## [Task description]
Convert the items below into a two-column CSV with the header columns "instruction" and "response," one row per item. Put each item's text in the first column and its answer in the second, each in a single quoted field with line breaks replaced by spaces.
--- begin ---
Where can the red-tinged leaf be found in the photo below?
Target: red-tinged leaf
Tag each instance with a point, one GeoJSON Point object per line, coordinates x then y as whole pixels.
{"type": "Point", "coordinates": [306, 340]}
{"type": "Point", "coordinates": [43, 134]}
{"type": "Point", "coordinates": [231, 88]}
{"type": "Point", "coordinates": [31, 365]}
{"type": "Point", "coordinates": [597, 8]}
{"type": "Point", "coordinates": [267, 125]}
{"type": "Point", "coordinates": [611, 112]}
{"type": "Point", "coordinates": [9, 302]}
--- end ---
## [Finished task]
instruction,response
"Where can the red-tinged leaf be found in the photo below? Target: red-tinged leaf Tag each instance with a point, one GeoJSON Point object per line, coordinates x then y as whole pixels.","{""type"": ""Point"", ""coordinates"": [306, 340]} {""type"": ""Point"", ""coordinates"": [43, 134]} {""type"": ""Point"", ""coordinates"": [231, 88]} {""type"": ""Point"", ""coordinates"": [31, 365]} {""type"": ""Point"", ""coordinates"": [597, 8]} {""type"": ""Point"", ""coordinates"": [267, 125]} {""type"": ""Point"", ""coordinates"": [611, 112]} {""type"": ""Point"", ""coordinates"": [9, 302]}"